Word for word, restate every entry shown below.

####################

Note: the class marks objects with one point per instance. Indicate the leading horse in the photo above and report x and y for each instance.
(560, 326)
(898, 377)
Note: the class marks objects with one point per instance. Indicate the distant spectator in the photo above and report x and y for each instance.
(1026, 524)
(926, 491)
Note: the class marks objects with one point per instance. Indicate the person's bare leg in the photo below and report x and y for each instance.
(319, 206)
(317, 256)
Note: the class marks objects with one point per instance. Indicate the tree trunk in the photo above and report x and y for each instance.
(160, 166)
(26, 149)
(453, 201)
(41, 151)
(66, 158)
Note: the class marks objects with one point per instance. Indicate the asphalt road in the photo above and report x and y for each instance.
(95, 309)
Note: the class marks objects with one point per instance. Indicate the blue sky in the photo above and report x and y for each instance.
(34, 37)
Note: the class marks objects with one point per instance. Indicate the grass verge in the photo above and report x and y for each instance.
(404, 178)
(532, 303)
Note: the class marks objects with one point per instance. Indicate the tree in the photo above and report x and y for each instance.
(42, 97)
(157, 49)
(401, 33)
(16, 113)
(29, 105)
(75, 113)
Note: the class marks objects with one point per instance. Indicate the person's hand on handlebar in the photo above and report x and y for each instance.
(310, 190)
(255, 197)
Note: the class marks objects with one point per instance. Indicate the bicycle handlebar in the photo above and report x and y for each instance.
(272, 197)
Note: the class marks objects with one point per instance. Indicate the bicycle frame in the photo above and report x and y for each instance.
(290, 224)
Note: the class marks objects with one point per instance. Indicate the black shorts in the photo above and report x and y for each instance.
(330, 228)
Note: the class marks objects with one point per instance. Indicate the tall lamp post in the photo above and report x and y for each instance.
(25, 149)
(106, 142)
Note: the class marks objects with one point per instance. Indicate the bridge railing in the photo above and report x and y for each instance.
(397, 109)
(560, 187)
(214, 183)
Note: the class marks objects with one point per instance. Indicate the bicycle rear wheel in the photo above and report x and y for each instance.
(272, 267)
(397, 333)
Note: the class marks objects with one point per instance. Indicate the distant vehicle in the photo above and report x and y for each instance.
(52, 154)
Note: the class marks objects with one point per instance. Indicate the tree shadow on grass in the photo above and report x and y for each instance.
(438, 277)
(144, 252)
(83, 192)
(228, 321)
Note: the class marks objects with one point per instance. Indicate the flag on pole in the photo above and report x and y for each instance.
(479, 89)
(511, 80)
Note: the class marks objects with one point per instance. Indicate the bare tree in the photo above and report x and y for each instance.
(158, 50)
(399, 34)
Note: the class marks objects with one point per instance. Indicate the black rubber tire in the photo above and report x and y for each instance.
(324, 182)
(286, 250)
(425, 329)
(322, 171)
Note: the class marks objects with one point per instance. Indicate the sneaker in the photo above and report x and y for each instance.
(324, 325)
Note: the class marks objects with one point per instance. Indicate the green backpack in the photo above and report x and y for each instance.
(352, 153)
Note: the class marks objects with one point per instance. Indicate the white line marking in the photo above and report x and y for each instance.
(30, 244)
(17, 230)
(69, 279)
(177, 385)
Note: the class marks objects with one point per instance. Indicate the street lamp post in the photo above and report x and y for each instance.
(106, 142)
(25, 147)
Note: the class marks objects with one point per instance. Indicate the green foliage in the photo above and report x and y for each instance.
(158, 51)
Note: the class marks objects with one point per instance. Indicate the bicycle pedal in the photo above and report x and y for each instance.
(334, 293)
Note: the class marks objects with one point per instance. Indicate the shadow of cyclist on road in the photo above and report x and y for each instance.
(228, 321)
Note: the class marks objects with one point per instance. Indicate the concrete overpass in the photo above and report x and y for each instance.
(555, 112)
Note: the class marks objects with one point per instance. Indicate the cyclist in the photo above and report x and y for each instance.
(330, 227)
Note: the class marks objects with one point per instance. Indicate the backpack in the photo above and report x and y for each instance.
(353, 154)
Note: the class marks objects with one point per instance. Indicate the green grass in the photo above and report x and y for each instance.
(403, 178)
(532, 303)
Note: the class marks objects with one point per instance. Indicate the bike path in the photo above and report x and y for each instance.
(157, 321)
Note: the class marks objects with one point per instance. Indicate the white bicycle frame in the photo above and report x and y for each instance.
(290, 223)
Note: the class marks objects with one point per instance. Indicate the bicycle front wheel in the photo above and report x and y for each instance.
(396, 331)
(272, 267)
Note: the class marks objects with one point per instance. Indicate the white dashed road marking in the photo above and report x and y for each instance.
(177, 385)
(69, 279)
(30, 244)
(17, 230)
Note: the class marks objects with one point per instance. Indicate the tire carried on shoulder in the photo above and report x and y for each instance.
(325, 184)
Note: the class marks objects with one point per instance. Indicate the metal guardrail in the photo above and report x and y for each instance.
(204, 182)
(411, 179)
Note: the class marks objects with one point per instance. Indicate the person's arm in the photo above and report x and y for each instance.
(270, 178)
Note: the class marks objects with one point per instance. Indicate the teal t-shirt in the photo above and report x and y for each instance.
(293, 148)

####################

▸ **OUTPUT BELOW**
Note: the class marks objects with one point per instance. Indicate the leading horse in the photo above and report x and y for each instance.
(560, 326)
(898, 377)
Note: the class marks objects with one point per instance. Indicate the distant spectator in the photo above and report x and y for each instance.
(1026, 524)
(926, 491)
Note: the class marks objects with one point per instance. Indicate the person's bare leg in the photo below and report x and y for each instance.
(319, 206)
(317, 256)
Note: the class marks objects with one point per instance. Indicate the tree trunk in the photo above and report x and y for each instance.
(160, 166)
(26, 149)
(453, 201)
(41, 151)
(66, 158)
Note: the class marks objects with one point per instance. Indicate the asphalt road in the photo above and report x and y for each instance.
(95, 309)
Note: the class marks objects with one point per instance. Indicate the blue sky in the photo above and report x and y for each instance.
(34, 37)
Note: the class marks objects with one point per instance. Indicate the grass verge in the photo above and report x and y for each instance.
(404, 178)
(532, 303)
Note: the class marks objects with one point per instance. Indicate the tree in the photo above and report x and y for each instance.
(42, 97)
(157, 49)
(401, 33)
(16, 113)
(29, 105)
(75, 113)
Note: the class marks objects with one point per instance. Indicate the person's hand on handlebar in the photo above and report x and y for each instance.
(310, 190)
(255, 197)
Note: the class marks objects with one point per instance. Indicate the bicycle handlebar in the photo above and report x and y for each instance.
(272, 197)
Note: the class marks objects with one point per instance. Indicate the bicycle frame in the photo above and report x and y for each instance.
(290, 224)
Note: the class marks objects with one point per instance. Indicate the black shorts in the photo above and report x and y for each instance.
(330, 228)
Note: the class marks objects with one point per instance. Indicate the tall lamp post in the photo above and report x and y for each instance.
(25, 149)
(106, 142)
Note: the class marks objects with one point per instance. Indicate the bridge railing in the photo above and report x and y for each instance.
(397, 109)
(560, 187)
(214, 183)
Note: the class marks objects with one point per instance. Indicate the bicycle rear wheel in the photo above and report x and y for each instance.
(272, 267)
(397, 333)
Note: the class marks objects with one point per instance. Indicate the distant vehicle in the photo above and report x and y for each instance.
(52, 154)
Note: the class marks objects with one point per instance. Indicate the tree shadow on grass in the photo above and report x and y for each instance.
(438, 277)
(144, 252)
(83, 192)
(228, 321)
Note: the class marks objects with one point per instance. Indicate the flag on pole in the photo above and report x and y for each instance.
(479, 89)
(511, 80)
Note: the class marks objects with one point per instance. Indicate the bare tree in the photo above and report x and y for each instance.
(158, 50)
(399, 34)
Note: the class marks objects with one point per instance. Indicate the black rubber tire in the photo above and report x and y for each instance.
(324, 182)
(286, 250)
(425, 329)
(322, 171)
Note: the class marks objects with one point per instance. Indicate the sneaker in the photo above and report x and y for each instance.
(324, 325)
Note: the class marks objects with one point per instance. Indicate the green backpack in the photo above and report x and y for each instance.
(352, 153)
Note: the class marks objects with one point per instance. Indicate the white line marking in the photo above and report x and y for each instance.
(30, 244)
(17, 230)
(69, 279)
(177, 385)
Note: the class marks objects with one point per instance. Indicate the street lamp post in the photo above and report x and y for each instance.
(106, 142)
(25, 147)
Note: the class marks objects with one point per instance. Indicate the green foliage in the photo above and report x and y for each instance.
(158, 51)
Note: the class marks objects with one point per instance. Indicate the bicycle pedal in the photo above and report x and y for each instance.
(334, 293)
Note: the class marks objects with one point per instance. Indicate the shadow of cyclist on road in the photo above and report x and y for each instance.
(228, 321)
Note: the class marks objects with one point per instance. Indicate the concrete overpass in the photo above and report x and y for each instance.
(555, 112)
Note: the class marks objects with one point per instance. Indicate the cyclist in the photo above and report x and y for each instance.
(330, 227)
Note: the class marks objects with one point per instance. Indicate the backpack in the photo above and report x and y for each instance.
(353, 154)
Note: the class marks objects with one point per instance. Indicate the green grass in the photo above and report x and y for each instance.
(403, 178)
(532, 303)
Note: the class marks objects with one point per instance. Indicate the bike path in the photo above and report x and y for each instance.
(157, 321)
Note: the class marks objects with one point per instance. Indicate the white bicycle frame in the photo above and report x and y for each instance.
(290, 223)
Note: the class marks objects with one point per instance. Indicate the bicycle front wheel in the photo above and report x and y for each instance.
(396, 331)
(272, 267)
Note: the class marks objects with one point per instance. Indicate the white dashed road marking in the photo above and report x and y for each instance.
(177, 385)
(69, 279)
(30, 244)
(17, 230)
Note: the class marks objects with one point per instance. Indicate the tire carried on shoulder in the photo above and report x and y for each instance.
(325, 184)
Note: the class marks objects with one point per instance. Indicate the metal guardrail in the photo above and report x and y for each instance.
(204, 182)
(411, 179)
Note: the class marks objects with one point per instance. Indicate the person's arm in the photo above and report x and y for each instance.
(270, 178)
Note: the class marks objects with one point per instance. Indicate the teal t-shirt in the photo above and report x and y for each instance.
(293, 148)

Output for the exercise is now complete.